### WHAT TO PRODUCE:
Each line below should be written out again without any change.

### EXCERPTED RECORDS:
◆ ◆ ◆ ◆ ◆
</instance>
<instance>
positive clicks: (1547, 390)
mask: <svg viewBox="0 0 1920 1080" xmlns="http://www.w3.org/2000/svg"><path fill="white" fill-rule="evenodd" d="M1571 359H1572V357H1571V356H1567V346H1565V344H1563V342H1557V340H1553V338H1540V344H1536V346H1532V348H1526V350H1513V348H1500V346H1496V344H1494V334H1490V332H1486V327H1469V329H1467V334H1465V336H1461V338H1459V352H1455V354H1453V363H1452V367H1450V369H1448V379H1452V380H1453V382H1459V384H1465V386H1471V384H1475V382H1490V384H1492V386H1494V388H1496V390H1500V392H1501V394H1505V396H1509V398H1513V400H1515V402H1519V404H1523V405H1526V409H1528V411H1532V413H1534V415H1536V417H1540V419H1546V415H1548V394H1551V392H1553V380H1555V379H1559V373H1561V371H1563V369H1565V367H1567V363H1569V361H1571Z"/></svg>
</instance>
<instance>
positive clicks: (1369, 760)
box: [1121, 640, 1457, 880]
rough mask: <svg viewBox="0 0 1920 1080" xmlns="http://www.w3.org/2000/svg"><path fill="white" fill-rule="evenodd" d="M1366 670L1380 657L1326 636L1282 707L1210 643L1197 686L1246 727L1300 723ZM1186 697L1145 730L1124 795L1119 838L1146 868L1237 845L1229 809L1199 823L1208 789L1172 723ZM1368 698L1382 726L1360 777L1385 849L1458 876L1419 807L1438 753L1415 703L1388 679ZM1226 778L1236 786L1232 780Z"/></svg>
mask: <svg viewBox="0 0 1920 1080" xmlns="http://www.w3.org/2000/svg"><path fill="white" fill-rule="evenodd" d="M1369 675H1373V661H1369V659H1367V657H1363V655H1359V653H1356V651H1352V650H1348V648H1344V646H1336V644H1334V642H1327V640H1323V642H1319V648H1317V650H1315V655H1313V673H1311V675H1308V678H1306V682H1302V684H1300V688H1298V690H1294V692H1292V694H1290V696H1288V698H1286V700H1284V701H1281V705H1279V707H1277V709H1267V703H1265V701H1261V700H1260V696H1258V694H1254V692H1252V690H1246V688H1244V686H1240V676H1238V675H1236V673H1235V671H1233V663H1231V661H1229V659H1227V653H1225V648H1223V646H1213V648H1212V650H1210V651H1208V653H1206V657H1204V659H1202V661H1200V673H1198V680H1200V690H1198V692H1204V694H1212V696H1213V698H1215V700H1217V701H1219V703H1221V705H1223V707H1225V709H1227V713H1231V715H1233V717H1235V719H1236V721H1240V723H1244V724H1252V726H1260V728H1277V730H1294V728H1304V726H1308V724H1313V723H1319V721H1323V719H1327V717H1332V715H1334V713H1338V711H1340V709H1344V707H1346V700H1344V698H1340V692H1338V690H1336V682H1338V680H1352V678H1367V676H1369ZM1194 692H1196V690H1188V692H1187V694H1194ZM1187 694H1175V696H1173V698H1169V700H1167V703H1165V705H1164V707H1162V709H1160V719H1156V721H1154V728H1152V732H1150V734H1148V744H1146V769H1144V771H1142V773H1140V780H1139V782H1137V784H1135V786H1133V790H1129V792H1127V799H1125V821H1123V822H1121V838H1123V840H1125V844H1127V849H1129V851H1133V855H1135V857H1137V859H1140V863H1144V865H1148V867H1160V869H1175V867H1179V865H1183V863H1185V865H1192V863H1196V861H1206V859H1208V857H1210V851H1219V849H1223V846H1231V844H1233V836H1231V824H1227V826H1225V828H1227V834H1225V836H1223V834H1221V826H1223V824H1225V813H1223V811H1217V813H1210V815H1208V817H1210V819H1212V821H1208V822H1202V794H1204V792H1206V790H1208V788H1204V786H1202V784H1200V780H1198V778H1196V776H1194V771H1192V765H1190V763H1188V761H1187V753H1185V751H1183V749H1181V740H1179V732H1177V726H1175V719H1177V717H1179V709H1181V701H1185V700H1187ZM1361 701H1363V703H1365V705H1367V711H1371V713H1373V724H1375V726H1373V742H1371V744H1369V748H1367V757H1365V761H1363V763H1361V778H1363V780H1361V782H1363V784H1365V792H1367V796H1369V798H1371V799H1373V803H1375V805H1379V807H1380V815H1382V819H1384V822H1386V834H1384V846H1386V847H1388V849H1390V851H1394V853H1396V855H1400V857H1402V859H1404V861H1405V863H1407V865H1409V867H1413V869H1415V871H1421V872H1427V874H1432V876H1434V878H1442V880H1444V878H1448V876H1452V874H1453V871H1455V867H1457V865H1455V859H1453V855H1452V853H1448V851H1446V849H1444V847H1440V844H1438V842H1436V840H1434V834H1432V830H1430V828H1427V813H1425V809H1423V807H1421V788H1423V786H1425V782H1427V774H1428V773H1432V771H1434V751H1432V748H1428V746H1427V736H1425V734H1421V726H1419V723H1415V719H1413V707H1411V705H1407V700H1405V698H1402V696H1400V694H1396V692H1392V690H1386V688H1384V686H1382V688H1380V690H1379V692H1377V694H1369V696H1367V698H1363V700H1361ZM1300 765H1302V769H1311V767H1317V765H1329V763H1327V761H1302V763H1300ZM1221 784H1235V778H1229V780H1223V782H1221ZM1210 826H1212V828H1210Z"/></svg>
◆ ◆ ◆ ◆ ◆
### ANSWER TO THIS PROBLEM:
</instance>
<instance>
positive clicks: (1547, 390)
mask: <svg viewBox="0 0 1920 1080" xmlns="http://www.w3.org/2000/svg"><path fill="white" fill-rule="evenodd" d="M1571 359H1572V357H1571V356H1567V346H1565V344H1563V342H1557V340H1553V338H1540V344H1536V346H1532V348H1526V350H1513V348H1500V346H1496V344H1494V334H1490V332H1486V327H1469V329H1467V334H1465V336H1461V338H1459V352H1455V354H1453V363H1452V367H1450V369H1448V379H1452V380H1453V382H1459V384H1465V386H1471V384H1475V382H1490V384H1492V386H1494V388H1496V390H1500V392H1501V394H1505V396H1509V398H1513V400H1515V402H1519V404H1523V405H1526V409H1528V411H1532V413H1534V415H1536V417H1540V419H1546V415H1548V394H1551V392H1553V380H1555V379H1559V373H1561V371H1563V369H1565V367H1567V363H1569V361H1571Z"/></svg>
</instance>
<instance>
positive clicks: (1369, 760)
box: [1121, 640, 1457, 880]
rough mask: <svg viewBox="0 0 1920 1080" xmlns="http://www.w3.org/2000/svg"><path fill="white" fill-rule="evenodd" d="M1366 670L1380 657L1326 636L1282 707L1210 643L1197 686L1246 727L1300 723ZM1186 697L1145 730L1124 795L1119 838L1146 868L1237 845L1229 809L1199 823L1208 789L1172 723ZM1368 698L1382 726L1360 777L1385 849L1458 876L1419 807L1438 753L1415 703L1388 679ZM1226 778L1236 786L1232 780Z"/></svg>
mask: <svg viewBox="0 0 1920 1080" xmlns="http://www.w3.org/2000/svg"><path fill="white" fill-rule="evenodd" d="M1369 675H1373V661H1369V659H1367V657H1363V655H1359V653H1356V651H1352V650H1348V648H1344V646H1336V644H1334V642H1327V640H1323V642H1319V648H1317V650H1315V655H1313V673H1311V675H1308V678H1306V682H1302V684H1300V688H1298V690H1294V692H1292V694H1290V696H1288V698H1286V700H1284V701H1281V705H1279V707H1277V709H1267V703H1265V701H1261V700H1260V696H1258V694H1254V692H1252V690H1246V688H1244V686H1240V676H1238V675H1236V673H1235V671H1233V663H1231V661H1229V659H1227V653H1225V648H1223V646H1213V648H1212V650H1210V651H1208V653H1206V657H1204V659H1202V661H1200V673H1198V680H1200V690H1198V692H1204V694H1212V696H1213V698H1215V700H1217V701H1219V703H1221V705H1223V707H1225V709H1227V713H1231V715H1233V717H1235V719H1236V721H1240V723H1244V724H1252V726H1260V728H1277V730H1294V728H1304V726H1308V724H1313V723H1319V721H1323V719H1327V717H1332V715H1334V713H1338V711H1340V709H1344V707H1346V700H1344V698H1340V692H1338V690H1336V682H1338V680H1352V678H1367V676H1369ZM1194 692H1196V690H1188V692H1187V694H1194ZM1187 694H1175V696H1173V698H1169V700H1167V703H1165V705H1164V707H1162V709H1160V719H1156V721H1154V728H1152V732H1150V734H1148V744H1146V769H1144V771H1142V773H1140V780H1139V782H1137V784H1135V786H1133V790H1129V792H1127V799H1125V821H1123V822H1121V838H1123V840H1125V844H1127V849H1129V851H1133V855H1135V857H1137V859H1140V863H1144V865H1148V867H1160V869H1175V867H1179V865H1183V863H1185V865H1192V863H1196V861H1206V859H1208V857H1210V851H1219V849H1223V846H1231V844H1233V836H1231V824H1227V826H1225V828H1227V834H1225V836H1223V834H1221V826H1223V824H1225V813H1223V811H1217V813H1210V815H1208V817H1210V819H1212V821H1208V822H1202V794H1204V792H1206V790H1208V788H1204V786H1202V784H1200V780H1198V778H1196V776H1194V771H1192V765H1190V763H1188V761H1187V753H1185V751H1183V749H1181V740H1179V732H1177V726H1175V719H1177V717H1179V709H1181V701H1185V700H1187ZM1361 701H1363V703H1365V705H1367V711H1371V713H1373V724H1375V726H1373V742H1371V744H1369V748H1367V757H1365V761H1363V763H1361V778H1363V780H1361V782H1363V784H1365V792H1367V796H1369V798H1371V799H1373V803H1375V805H1379V807H1380V815H1382V819H1384V822H1386V834H1384V846H1386V847H1388V849H1390V851H1394V853H1396V855H1400V857H1402V859H1404V861H1405V863H1407V865H1409V867H1413V869H1415V871H1421V872H1427V874H1432V876H1434V878H1442V880H1444V878H1448V876H1452V874H1453V871H1455V867H1457V865H1455V859H1453V855H1452V853H1448V851H1446V849H1444V847H1440V844H1438V842H1436V840H1434V834H1432V830H1430V828H1427V813H1425V809H1423V807H1421V788H1423V786H1425V782H1427V774H1428V773H1432V771H1434V751H1432V748H1428V746H1427V736H1425V734H1421V726H1419V723H1415V719H1413V707H1411V705H1407V700H1405V698H1402V696H1400V694H1396V692H1392V690H1386V688H1384V686H1382V688H1380V690H1379V692H1377V694H1369V696H1367V698H1363V700H1361ZM1300 765H1302V769H1311V767H1317V765H1329V763H1327V761H1302V763H1300ZM1221 784H1235V778H1229V780H1223V782H1221ZM1210 826H1212V828H1210Z"/></svg>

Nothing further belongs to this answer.